(Records from a dataset)
▼

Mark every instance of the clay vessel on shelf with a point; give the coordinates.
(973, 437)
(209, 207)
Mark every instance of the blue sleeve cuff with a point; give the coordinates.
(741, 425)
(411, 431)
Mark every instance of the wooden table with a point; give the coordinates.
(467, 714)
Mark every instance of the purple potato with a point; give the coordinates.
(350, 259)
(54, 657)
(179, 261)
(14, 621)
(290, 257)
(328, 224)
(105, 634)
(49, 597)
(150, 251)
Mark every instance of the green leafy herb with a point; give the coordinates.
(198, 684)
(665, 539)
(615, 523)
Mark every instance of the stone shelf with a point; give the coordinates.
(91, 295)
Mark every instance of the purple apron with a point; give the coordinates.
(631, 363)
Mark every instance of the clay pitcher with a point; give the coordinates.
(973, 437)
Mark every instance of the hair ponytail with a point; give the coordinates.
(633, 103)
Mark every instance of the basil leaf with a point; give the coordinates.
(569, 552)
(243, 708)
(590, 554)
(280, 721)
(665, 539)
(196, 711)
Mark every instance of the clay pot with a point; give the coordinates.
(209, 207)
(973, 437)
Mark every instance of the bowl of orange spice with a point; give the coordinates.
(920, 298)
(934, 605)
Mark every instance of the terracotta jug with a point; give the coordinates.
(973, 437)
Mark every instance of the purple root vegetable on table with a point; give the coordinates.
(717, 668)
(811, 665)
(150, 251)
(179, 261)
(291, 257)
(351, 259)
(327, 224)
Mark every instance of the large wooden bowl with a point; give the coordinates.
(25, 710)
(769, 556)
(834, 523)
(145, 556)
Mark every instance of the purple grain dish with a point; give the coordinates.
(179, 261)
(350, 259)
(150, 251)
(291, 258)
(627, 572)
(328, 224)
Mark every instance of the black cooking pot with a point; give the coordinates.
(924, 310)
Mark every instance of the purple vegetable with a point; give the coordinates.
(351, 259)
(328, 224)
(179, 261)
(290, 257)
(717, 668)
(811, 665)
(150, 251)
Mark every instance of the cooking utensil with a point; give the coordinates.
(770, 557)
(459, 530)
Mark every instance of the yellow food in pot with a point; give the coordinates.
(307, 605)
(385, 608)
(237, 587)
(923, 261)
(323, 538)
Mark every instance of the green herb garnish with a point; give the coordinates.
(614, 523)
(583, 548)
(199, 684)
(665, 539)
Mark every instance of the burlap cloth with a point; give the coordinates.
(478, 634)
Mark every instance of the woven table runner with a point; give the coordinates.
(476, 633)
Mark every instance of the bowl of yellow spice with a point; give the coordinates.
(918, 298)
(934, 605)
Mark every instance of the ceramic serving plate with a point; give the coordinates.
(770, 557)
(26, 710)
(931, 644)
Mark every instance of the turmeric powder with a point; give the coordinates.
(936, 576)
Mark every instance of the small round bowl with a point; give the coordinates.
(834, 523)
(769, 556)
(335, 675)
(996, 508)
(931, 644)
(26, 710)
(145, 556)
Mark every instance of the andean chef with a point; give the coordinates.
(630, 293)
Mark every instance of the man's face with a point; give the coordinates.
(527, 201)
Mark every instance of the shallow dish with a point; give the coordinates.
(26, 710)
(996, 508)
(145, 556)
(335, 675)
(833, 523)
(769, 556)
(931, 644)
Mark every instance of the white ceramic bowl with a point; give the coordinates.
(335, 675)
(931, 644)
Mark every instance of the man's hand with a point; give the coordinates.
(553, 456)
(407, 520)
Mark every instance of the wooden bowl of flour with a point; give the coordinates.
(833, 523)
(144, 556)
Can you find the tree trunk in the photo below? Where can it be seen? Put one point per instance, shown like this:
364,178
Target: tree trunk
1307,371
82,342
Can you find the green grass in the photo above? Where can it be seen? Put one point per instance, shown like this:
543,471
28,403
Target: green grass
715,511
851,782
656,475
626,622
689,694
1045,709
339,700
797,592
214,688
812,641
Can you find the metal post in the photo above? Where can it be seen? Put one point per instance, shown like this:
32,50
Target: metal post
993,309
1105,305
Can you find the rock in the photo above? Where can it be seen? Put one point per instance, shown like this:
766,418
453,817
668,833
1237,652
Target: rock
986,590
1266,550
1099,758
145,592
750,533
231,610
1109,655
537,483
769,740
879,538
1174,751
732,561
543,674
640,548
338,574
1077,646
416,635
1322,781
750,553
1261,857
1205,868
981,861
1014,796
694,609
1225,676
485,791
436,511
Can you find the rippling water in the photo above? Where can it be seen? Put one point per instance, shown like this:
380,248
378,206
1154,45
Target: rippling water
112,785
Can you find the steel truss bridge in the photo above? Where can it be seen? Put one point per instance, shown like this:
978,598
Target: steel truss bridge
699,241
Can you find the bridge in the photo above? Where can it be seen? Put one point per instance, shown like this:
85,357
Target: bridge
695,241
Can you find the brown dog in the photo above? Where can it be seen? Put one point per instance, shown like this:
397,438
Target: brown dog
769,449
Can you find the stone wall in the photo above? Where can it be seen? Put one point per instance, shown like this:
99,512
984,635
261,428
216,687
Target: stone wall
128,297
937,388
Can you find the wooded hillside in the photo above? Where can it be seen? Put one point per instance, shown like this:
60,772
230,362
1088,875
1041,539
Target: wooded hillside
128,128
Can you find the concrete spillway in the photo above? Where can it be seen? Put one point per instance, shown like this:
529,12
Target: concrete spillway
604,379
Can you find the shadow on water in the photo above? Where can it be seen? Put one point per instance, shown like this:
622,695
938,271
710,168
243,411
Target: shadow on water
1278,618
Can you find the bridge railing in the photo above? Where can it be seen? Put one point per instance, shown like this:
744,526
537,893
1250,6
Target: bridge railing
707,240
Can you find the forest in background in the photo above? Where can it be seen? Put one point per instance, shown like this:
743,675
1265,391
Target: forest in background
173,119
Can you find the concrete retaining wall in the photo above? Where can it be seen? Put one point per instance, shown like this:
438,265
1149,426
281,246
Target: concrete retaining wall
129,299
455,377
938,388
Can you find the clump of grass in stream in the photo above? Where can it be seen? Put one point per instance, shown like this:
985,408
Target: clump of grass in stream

▲

» **Assignment**:
Go through the entries and restate each one exactly.

» **Exercise solution**:
Mark every instance of the clay vessel on shelf with a point; give the coordinates.
(973, 437)
(209, 207)
Mark every instance of the blue sleeve cuff with a point; give the coordinates.
(741, 425)
(411, 431)
Mark every instance of the wooden table with a point; give the coordinates.
(467, 714)
Mark every instance of the purple potato with a point; give the coordinates.
(350, 259)
(54, 657)
(179, 261)
(14, 621)
(290, 257)
(328, 224)
(105, 634)
(49, 597)
(150, 251)
Mark every instance of the green leafy herb with a point; give the coordinates.
(198, 684)
(665, 539)
(615, 523)
Mark every instance of the stone shelf with a point; give the coordinates.
(91, 295)
Mark every instance of the purple apron with a point; give the coordinates.
(631, 363)
Mark every instance of the clay pitcher with a point; give the coordinates.
(973, 437)
Mark every instance of the hair ponytail with a point; give the coordinates.
(633, 103)
Mark every instance of the basil leaf with a point; give the coordinates.
(569, 552)
(243, 708)
(590, 554)
(280, 721)
(665, 539)
(196, 711)
Mark every instance of the clay pot with a point; give the coordinates.
(209, 207)
(973, 437)
Mark every instance of the bowl of orange spice with a point; give the coordinates.
(920, 298)
(934, 605)
Mark every instance of the terracotta jug with a point; give the coordinates.
(973, 437)
Mark every instance of the purple root vegetable on table with a point; give the coordinates.
(717, 668)
(811, 665)
(150, 251)
(179, 261)
(291, 257)
(351, 259)
(327, 224)
Mark every instance of the large wooden bowl with a point; give the coordinates.
(25, 710)
(769, 556)
(834, 523)
(145, 556)
Mark every instance of the purple grain dish with a point; give the coordinates.
(179, 261)
(350, 259)
(150, 251)
(291, 258)
(627, 572)
(328, 224)
Mark every instance of the black cooking pot with a point; give the coordinates.
(924, 310)
Mark every instance of the purple vegetable with a point; give the coordinates.
(351, 259)
(328, 224)
(179, 261)
(290, 257)
(717, 668)
(811, 665)
(150, 251)
Mark every instance of the cooking utensil with a point; give the coordinates.
(770, 557)
(459, 530)
Mark every instance of the yellow food in pot with a point; give the coordinates.
(307, 605)
(385, 608)
(237, 587)
(923, 261)
(323, 538)
Mark every instance of the green herb garnish with a point; give the coordinates.
(614, 523)
(583, 548)
(199, 684)
(665, 539)
Mark every instance of the burlap cloth with a point; give the coordinates.
(478, 634)
Mark every instance of the woven table runner with a point; give the coordinates.
(476, 633)
Mark every instance of the bowl of yellow spice with a point; give the coordinates.
(918, 298)
(934, 605)
Mark every instance of the ceramic serving plate with a point; give the coordinates.
(770, 557)
(26, 710)
(931, 644)
Mark every instance of the turmeric powder with a point; give the coordinates.
(936, 576)
Mark every instance of the small round bowl with a point; give the coordinates.
(834, 523)
(769, 556)
(335, 675)
(996, 508)
(931, 644)
(26, 710)
(145, 556)
Mark every instance of the andean chef with a point; give the coordinates.
(630, 293)
Mark every instance of the man's face with a point; give the coordinates.
(527, 201)
Mark every instance of the shallow dish with a point; give the coordinates.
(26, 710)
(996, 508)
(145, 556)
(335, 675)
(833, 523)
(769, 556)
(931, 644)
Mark every instance of the white ceramic bowl with a point; give the coordinates.
(335, 675)
(931, 644)
Mark every instance of the man's hand with a point; give the coordinates.
(553, 456)
(407, 520)
Mark every instance of the wooden bowl of flour with a point; give the coordinates.
(833, 523)
(144, 556)
Can you find the tree trunk in the photo below? Where can it be seen? Put one point per instance, shown like this:
364,178
Target: tree trunk
1307,371
82,342
Can you find the green grass in the photo above? Where can it be seen? Put one point per instance, shown like this:
543,471
28,403
Target: green grass
715,511
851,782
656,475
626,622
689,694
1045,709
339,700
797,592
214,688
812,641
Can you find the metal post in the photo above? Where can it be seen? Put one point per instance, shown like this:
32,50
Target: metal post
993,309
1105,305
Can you find the rock in the photo above? Where can it be seen? Put one point per instance, shown like this:
766,418
453,817
668,833
1237,652
Target: rock
986,590
1266,550
1099,758
145,592
750,533
231,610
1109,655
537,483
769,740
879,538
1174,751
732,561
543,674
640,548
338,574
1077,646
416,635
1322,781
750,553
1261,857
1205,868
981,861
1014,796
694,609
1225,676
485,791
436,511
Can you find the rippling water in the photo above? Where can it be seen? Put one point per instance, shown like this:
380,248
378,206
1154,45
Target: rippling water
112,785
Can you find the steel truss bridge in the photo above? Where can it be seen? Put one point per instance, shown like this:
978,598
Target: steel truss bridge
699,241
Can you find the bridge in the photo above? Where can it be seen? Put one point per instance, shown like this:
85,357
Target: bridge
695,241
Can you find the brown dog in the photo above? Where can it be seen? Put one point per instance, shown like this:
397,438
Target: brown dog
769,449
Can you find the stone wall in the photo above? Where can it be seen? Put one point per instance, shown like this:
99,512
984,635
261,428
216,687
Target: stone wall
128,297
937,388
Can you find the wooded hillside in the photo above? Where can it be seen? Put one point per instance, shown like this:
60,772
230,362
1088,875
1041,539
Target: wooded hillside
128,128
Can you find the concrete spillway in the photo above? Where can it be seen? Put one point per instance, shown like this:
529,12
Target: concrete spillway
604,379
Can you find the shadow on water in the photo above? Where can it be seen? Put one point per instance, shown like this:
622,695
938,271
710,168
243,411
Target: shadow on water
1278,618
Can you find the bridge railing in the photo above? Where can it be seen? Put one point per instance, shown like this:
744,526
537,893
1250,6
Target: bridge railing
707,240
Can you find the forest in background in the photo above? Where can it be seen? Put one point per instance, shown like this:
743,675
1265,391
Target: forest in background
173,119
Can you find the concrete retaining wall in the photo above? Where can it be seen? Put one point per instance, shown like this:
438,265
1149,426
281,246
Target: concrete retaining wall
129,299
455,377
938,388
Can you find the clump of grass in stream in the photo above? Where can it be seen? Put one point per instance, shown like this:
985,408
Target: clump of grass in stream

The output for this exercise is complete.